─── Provided material ───

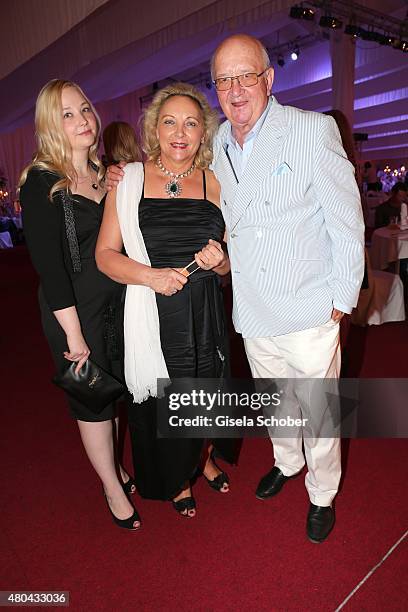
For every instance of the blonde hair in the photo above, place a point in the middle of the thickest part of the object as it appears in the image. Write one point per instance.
(120, 144)
(53, 148)
(151, 145)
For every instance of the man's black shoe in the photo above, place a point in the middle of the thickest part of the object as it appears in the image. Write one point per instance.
(271, 483)
(320, 522)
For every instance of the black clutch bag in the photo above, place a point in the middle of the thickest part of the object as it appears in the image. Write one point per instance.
(92, 386)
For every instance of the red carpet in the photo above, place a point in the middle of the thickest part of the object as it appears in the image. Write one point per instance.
(239, 553)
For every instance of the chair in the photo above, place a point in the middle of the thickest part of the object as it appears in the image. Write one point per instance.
(382, 302)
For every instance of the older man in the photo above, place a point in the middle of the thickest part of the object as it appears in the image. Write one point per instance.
(295, 241)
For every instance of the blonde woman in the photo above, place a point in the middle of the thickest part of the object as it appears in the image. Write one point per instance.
(120, 143)
(62, 199)
(172, 216)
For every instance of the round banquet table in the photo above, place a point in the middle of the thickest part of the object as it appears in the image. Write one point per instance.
(387, 246)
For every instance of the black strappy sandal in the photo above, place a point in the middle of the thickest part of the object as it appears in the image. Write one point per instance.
(183, 506)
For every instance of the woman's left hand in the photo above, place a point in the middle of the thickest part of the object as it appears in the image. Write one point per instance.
(211, 256)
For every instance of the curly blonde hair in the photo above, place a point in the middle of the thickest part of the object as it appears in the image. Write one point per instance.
(53, 148)
(151, 145)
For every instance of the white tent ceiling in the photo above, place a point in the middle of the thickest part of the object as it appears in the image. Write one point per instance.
(113, 47)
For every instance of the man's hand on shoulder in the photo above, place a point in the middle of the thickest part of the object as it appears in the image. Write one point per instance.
(337, 315)
(114, 175)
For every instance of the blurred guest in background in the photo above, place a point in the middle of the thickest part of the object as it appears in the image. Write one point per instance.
(120, 143)
(390, 209)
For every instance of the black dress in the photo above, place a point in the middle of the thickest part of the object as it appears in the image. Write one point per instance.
(193, 335)
(97, 298)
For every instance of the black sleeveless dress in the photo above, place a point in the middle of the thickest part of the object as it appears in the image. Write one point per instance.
(193, 336)
(97, 298)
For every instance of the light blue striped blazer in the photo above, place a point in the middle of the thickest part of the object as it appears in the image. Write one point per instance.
(295, 228)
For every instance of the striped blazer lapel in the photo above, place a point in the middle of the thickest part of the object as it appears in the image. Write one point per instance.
(263, 159)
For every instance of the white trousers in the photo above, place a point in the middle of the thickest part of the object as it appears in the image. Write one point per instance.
(307, 354)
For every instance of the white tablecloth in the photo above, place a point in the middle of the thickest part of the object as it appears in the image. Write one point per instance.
(388, 246)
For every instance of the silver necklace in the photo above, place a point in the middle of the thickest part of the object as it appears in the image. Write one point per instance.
(173, 187)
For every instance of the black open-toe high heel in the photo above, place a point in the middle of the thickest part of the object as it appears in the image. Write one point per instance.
(125, 523)
(218, 483)
(129, 486)
(184, 506)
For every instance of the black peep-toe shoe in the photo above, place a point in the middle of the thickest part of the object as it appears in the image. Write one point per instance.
(125, 523)
(218, 482)
(129, 486)
(183, 506)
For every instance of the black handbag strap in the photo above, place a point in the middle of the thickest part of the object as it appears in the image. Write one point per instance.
(72, 238)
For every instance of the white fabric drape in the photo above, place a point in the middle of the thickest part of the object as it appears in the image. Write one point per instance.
(342, 50)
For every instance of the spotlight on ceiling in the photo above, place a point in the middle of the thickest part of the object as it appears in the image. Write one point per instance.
(352, 30)
(402, 45)
(389, 40)
(300, 12)
(295, 53)
(327, 21)
(280, 61)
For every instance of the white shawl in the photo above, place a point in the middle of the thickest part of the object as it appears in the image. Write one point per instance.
(144, 361)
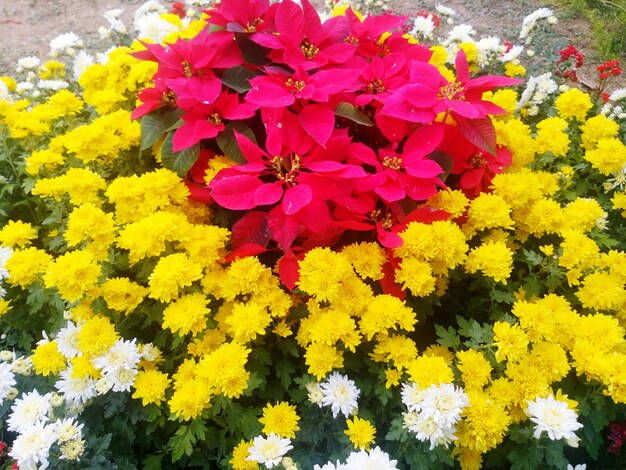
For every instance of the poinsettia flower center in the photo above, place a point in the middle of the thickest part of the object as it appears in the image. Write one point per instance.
(215, 119)
(478, 160)
(452, 91)
(393, 163)
(294, 86)
(376, 86)
(309, 50)
(251, 25)
(169, 98)
(286, 168)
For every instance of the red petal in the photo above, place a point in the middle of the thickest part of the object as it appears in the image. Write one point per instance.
(318, 120)
(236, 192)
(296, 198)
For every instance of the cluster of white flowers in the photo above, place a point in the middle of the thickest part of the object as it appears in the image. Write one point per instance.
(32, 417)
(269, 450)
(555, 418)
(375, 459)
(530, 22)
(433, 412)
(537, 90)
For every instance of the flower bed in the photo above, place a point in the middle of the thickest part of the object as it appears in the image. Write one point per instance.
(254, 238)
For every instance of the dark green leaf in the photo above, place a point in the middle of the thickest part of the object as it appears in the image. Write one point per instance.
(348, 111)
(178, 162)
(238, 78)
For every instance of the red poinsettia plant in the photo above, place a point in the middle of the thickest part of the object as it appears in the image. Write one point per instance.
(337, 130)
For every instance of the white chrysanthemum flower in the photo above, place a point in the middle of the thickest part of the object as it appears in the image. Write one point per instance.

───

## Problem description
An exact transcription of the listing is required, and it must contain no pictures.

## Expected answer
For every instance of the blonde hair in the photo above, place a point in the middle of the thickest part of the object as it appears in the image. Write one point per instance.
(120, 144)
(53, 148)
(151, 145)
For every instance of the man's black shoe in the photo above, place a point in the middle of the thickest part of the object as it appears in the image. Write one point per instance.
(271, 483)
(320, 522)
For every instance of the black clutch bag in the photo above, place a point in the middle of the thickest part of the object as it appears in the image. Write one point per instance.
(92, 386)
For every instance of the red carpet in the photo above, place a point in the middle of the thickest part of the object as it appears in the image. Write one point per instance.
(239, 553)
For every instance of the chair in the photo above, place a point in the middle of the thickest part of the object as it appears in the image. Write one point per instance.
(382, 302)
For every instance of the older man in the photo above, place a point in the middle of the thickest part of the object as it appears in the image. Write one point per instance.
(295, 241)
For every instance of the blonde woman in the photo above, place a point in the middle of the thickest part of the object as it appears in the image. Write one point per instance.
(120, 143)
(62, 199)
(172, 216)
For every instance of the round banquet table in the photo above, place a point in the middle of the thickest part of the object as it appears in the image. Write one point per instance.
(387, 246)
For every instance of the black strappy sandal in the photo above, place a point in the middle of the thickest part of the object as it appears in the image. Write one point per instance.
(183, 506)
For every instance of the woman's left hand in the photo above, place a point in the middle of the thickest part of the object as it appears in the image. Write one point per instance.
(211, 256)
For every instance of the curly blonde hair in the photo above, place a point in the middle of the thickest part of the object as it appears in the image. Write one point per instance.
(53, 148)
(151, 145)
For every instance of the white tent ceiling in the photo above, place a point in the middle of the thickest part of the object as it appears in the image. Write one point per instance.
(113, 47)
For every instance of the man's hand on shoulder in the photo above, place a point in the middle of the thickest part of the object as it appears in the image. Write one point per instance.
(337, 315)
(114, 175)
For every instance of the blurred guest in background in the photo above, place a point in the middle of the thickest part of the object as it appears in the image. Write one point per instance.
(120, 143)
(390, 209)
For every instance of the black dress in the photo above, place a point in the middle of the thickest part of the object as it appears in the image. Write one point per instance.
(193, 335)
(97, 298)
For every instance of the black sleeveless dress in the photo above, place a point in the middle of the thickest part of the object as it appears in the image. Write one point per instance.
(193, 336)
(97, 298)
For every instance of the light blue striped blazer in the photo above, place a point in the middle of the thickest part of the object as it appears in the image. Write one point per instance.
(295, 228)
For every instance of the striped blazer lapel in the photo above, place a point in the middle of the thickest part of the object as it appears in the image. Write one point per instance.
(263, 159)
For every instance of the white trousers in the photo above, place a point in the middle of the thickest part of the object as it appears in the image. Write one point per instance.
(307, 354)
For every instance of the white tablecloth in the photo above, place a point in the middle of the thickest part of the object as it appears in the image. Write one point per instance.
(388, 246)
For every instance of the silver necklace in the photo above, place a point in the middle of the thickest part of the object as it appears in the image. Write one point per instance.
(173, 187)
For every instance of the black open-toe high heel in the photo above, place a point in the middle of the thickest part of the object as it appears in the image. Write one point per instance.
(125, 523)
(218, 483)
(129, 486)
(184, 506)
For every instance of the black peep-toe shoe in the photo above, place a point in the middle of the thickest part of the object as it appears in the image. Write one point per instance.
(125, 523)
(218, 482)
(129, 486)
(183, 506)
For every instance of the black handbag strap in the photo above, place a point in the middle of the thickest part of the object as it appears in the image. Write one point per instance.
(72, 238)
For every instance of the white fabric drape in the photo above, place a point in the middle of the thickest part of the object as it appears in the image. Write one point per instance.
(342, 50)
For every instance of the spotlight on ceiling in the photo above, place a point in the middle of the thickest part of the object as it appears in the image. Write one point per instance.
(352, 30)
(402, 45)
(389, 40)
(300, 12)
(295, 53)
(327, 21)
(280, 61)
For every instance of the white shawl in the photo above, place a point in the middle of the thickest part of the object as it appears in the image. Write one point per instance.
(144, 361)
For every instance of the poinsettia flower center in the photo above, place a point in the middle of the thickest part of the object as it appears in the image. Write one point per instance.
(215, 119)
(478, 160)
(452, 91)
(393, 163)
(294, 86)
(376, 86)
(309, 50)
(251, 25)
(169, 98)
(286, 168)
For every instance of the red petal in the photo above, place a point in the middle of the thickest part of the object as it appears in the image. Write one point per instance.
(318, 120)
(236, 192)
(296, 198)
For every instance of the cluster of white flowers in the photo above, place a point in the middle of the thickest part of the object as it appears in the image. Write one point per instance.
(32, 417)
(269, 450)
(555, 418)
(375, 459)
(530, 22)
(433, 412)
(537, 90)
For every instance of the flower bed in the photo above, place a point in the middle of the thickest part of the object as it appears in the image. Write one point per instance.
(254, 238)
For every instance of the dark green leaf in the photo above, place a point in the middle of the thickest part of the object as it appears in the image. Write one point per instance.
(348, 111)
(178, 162)
(238, 78)
For every instance of the red poinsettia plant in the photo above, place a point in the middle of the thickest part of the object as it appears in the image. Write one point per instance.
(337, 130)
For every instance of the white chrysanthemum flower in the photo above, place a point in the middle of the thickest part of the object as it appears in the image. Write one point per instance.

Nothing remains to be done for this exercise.